• _Используя сведения текста_
[1] Изложите в виде краткого списка абзац текста об энергетике и политике, начинающийся словами «Атомная энергия безумно дорогая», сохранив все основные факты и цифры.
[2] Продолжите текст об энергетике и политике, начав сразу после его последнего предложения.

• _Текст упражнения_
* * * *

Атомная энергия безумно дорогая, по данным Международного энергетического агентства, новая атомная мощность в России в среднем стоит примерно 3,2 тыс. долларов за дополнительный киловатт, а газовая – максимум тысячу долларов. Все страны мира, строящие атомные электростанции, – это страны, зависимые от импорта газа, желающие эту зависимость снизить. В РФ такой проблемы нет, зато мы зависимы от импорта урана. Россия сегодня добывает 3,3 тыс. тонн урана в год, а потребляет 5 тысяч.
К тому же спрос, на который нужно строить мощности в перспективе с выходом из кризиса, – пиковый, на него нужны маневренные мощности. Газотурбинные будут в самый раз. Зачем же тогда строить атомные, которые могут работать только при ровном графике?
– А не стоит ли сократить потребление газа в энергетике, заняться его переработкой, чтобы получать более дорогостоящий продукт?
– Нет сейчас в мире такого рынка газохимии, который может позволить переработать больше 15 – 20% добываемого в России газа. Это все лозунги тех, кто не хочет оставлять газ в стране, а хочет гнать его на экспорт и получать больше сверхприбылей. Жечь газ на новых парогазовых установках – экологически чисто, дешево, это самый современный и экономичный способ выработки электричества из органических источников. Просто жечь надо эффективней.
Политика
– Зачем вы пошли в политику?
– По двум причинам. Во-первых, не могу спокойно смотреть на все это и ничего не предпринимать. Хочется Россию вернуть на европейский путь развития, что-то мы увлеклись азиатским. Во-вторых, я пытался давать какие-то советы как эксперт, как проводить политику в экономической, в энергетической сферах. Но понял, что ничего не сработает, пока не поменяется вектор экономической политики. Все растворяется в монопольной воронке. В нормальной цивилизованной стране должна быть оппозиция: без политической альтернативы нельзя.
– Возможна ли она сейчас?
– Я скажу, что пациент скорее жив. Но за последние 20 лет общество утратило доверие к политике и к политикам. Их сейчас воспринимают как людей, которые что-то обещают, чтобы присосаться к кормушке. Много потребуется времени и сил для того, чтобы это представление преодолеть.

* * * *

Данные локализации точек
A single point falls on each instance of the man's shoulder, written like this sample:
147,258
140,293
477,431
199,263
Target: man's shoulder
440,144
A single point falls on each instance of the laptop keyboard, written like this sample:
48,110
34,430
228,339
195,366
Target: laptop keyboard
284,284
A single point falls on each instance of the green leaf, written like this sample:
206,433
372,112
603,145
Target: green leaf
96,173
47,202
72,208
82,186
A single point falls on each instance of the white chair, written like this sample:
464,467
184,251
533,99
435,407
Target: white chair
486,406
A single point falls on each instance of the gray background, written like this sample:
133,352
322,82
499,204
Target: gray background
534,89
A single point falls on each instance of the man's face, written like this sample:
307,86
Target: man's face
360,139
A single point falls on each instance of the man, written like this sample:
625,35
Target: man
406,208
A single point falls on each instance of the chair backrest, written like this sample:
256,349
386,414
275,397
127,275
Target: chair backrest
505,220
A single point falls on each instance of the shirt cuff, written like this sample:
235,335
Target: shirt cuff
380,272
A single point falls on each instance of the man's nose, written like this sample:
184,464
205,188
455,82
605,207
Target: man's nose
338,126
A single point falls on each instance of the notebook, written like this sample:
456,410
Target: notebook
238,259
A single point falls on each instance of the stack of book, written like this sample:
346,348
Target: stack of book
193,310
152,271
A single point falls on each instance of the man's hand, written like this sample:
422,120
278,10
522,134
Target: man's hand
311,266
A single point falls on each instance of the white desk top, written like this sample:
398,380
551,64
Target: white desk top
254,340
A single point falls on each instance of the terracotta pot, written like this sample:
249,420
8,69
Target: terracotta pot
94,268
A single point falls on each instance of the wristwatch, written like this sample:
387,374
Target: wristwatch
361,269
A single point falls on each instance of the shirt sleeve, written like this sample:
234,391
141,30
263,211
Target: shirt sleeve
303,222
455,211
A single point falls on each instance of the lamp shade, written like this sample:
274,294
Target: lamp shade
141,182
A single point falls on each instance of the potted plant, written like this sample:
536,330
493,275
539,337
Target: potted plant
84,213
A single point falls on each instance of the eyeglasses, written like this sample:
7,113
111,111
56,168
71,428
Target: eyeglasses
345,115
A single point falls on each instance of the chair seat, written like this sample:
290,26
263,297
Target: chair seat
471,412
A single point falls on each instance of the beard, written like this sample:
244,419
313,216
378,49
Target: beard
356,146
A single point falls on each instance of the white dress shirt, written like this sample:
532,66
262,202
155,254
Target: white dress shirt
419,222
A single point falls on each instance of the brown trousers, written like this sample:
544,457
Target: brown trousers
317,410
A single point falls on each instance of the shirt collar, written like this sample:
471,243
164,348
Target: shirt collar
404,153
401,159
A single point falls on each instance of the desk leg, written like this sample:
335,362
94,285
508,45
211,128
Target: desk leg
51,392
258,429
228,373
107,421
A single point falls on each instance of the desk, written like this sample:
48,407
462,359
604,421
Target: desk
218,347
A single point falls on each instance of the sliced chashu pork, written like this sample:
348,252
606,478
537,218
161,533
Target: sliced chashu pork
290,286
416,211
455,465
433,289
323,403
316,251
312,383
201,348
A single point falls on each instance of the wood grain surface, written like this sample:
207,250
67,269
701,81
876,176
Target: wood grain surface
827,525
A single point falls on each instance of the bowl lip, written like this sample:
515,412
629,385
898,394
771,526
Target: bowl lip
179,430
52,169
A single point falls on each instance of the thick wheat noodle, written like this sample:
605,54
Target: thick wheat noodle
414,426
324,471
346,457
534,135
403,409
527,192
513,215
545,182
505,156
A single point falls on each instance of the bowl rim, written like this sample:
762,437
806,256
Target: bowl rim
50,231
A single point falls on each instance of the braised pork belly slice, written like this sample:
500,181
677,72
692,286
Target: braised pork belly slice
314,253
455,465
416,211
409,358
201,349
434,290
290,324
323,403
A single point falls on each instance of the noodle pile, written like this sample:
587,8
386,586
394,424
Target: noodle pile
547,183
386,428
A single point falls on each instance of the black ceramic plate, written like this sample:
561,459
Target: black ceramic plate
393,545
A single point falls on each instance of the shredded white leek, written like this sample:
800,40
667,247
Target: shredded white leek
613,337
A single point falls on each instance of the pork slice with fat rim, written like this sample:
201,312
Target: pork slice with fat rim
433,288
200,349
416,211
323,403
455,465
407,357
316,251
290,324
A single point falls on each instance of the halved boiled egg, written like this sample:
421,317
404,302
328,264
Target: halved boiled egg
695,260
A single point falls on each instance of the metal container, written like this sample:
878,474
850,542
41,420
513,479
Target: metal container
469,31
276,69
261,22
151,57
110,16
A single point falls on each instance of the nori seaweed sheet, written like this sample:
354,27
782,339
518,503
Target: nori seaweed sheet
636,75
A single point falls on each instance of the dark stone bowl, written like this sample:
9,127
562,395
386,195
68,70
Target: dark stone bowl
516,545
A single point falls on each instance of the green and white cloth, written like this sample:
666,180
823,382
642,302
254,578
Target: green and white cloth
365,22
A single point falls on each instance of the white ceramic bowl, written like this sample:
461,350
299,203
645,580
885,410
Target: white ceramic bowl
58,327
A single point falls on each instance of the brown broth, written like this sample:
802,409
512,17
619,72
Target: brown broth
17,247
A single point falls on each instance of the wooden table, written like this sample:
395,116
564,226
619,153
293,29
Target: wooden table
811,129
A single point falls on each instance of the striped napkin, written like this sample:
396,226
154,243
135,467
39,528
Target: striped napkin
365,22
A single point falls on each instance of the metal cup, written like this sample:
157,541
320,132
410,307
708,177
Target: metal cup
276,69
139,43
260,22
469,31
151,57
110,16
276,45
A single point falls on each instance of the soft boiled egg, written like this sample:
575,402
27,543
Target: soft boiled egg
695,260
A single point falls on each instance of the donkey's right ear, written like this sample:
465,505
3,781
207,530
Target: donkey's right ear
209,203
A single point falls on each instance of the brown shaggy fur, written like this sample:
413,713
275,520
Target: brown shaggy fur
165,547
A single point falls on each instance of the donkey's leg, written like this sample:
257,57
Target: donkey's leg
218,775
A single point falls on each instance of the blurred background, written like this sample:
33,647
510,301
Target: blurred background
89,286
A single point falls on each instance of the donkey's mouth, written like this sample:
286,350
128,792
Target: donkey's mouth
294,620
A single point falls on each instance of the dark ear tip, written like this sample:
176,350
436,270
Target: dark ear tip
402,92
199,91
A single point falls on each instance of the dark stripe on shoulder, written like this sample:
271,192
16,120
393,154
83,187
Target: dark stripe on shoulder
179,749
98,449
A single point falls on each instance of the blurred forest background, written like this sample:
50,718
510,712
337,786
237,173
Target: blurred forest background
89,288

* * * *

• _Список ответов_
[1]
- Атомная энергия очень дорогая: по данным Международного энергетического агентства, новая атомная мощность в России в среднем стоит около 3,2 тыс. долларов за дополнительный киловатт, газовая — максимум тысячу долларов.
- Атомные электростанции строят страны, зависимые от импорта газа и желающие эту зависимость снизить.
- У России такой проблемы нет, зато она зависима от импорта урана: добывает 3,3 тыс. тонн в год, а потребляет 5 тысяч.

[2]
– Но многие, в том числе те, кто рядом с вами, себя дискредитировали.
– Да, у оппозиции масса внутренних болезней. Она серьезно ослабила себя в 2005 – 2008 годах, сделав шаг к маргинализации, конфронтации, истерике. Нас сейчас часто воспринимают как профессиональных демагогов, болтунов и драчунов с ОМОНом. Приходится это наследие преодолевать.
– На кого она может опереться? Средний класс в политике разочаровался.
– Я не сторонник выделения четкой целевой аудитории. Опыт показывает, что единомышленников можно найти в самых неожиданных социальных слоях и группах. Но если вы хотите ответ, это в основном люди не моложе 30 – 50 лет, среднего достатка.
– Кто вас финансирует?
– «Солидарность» – небогатая организация. Учредительные мероприятия и первые акции мы провели на деньги, доставшиеся в наследство от некоторых ранее существовавших либеральных политических партий. Поездки по регионам совершаем за свой счет. Сейчас возник вопрос поиска дальнейшего финансирования. Мы категорически отказываемся от финансирования из-за рубежа и со стороны «беглых олигархов», общаемся только с людьми, живущими и ведущими бизнес в нашей стране. Мы понимаем, что сегодня, в условиях авторитарной политической системы, поддержка оппозиционного движения – не самое полезное для бизнеса дело. Так что те, кто дает нам денег, – люди мужественные.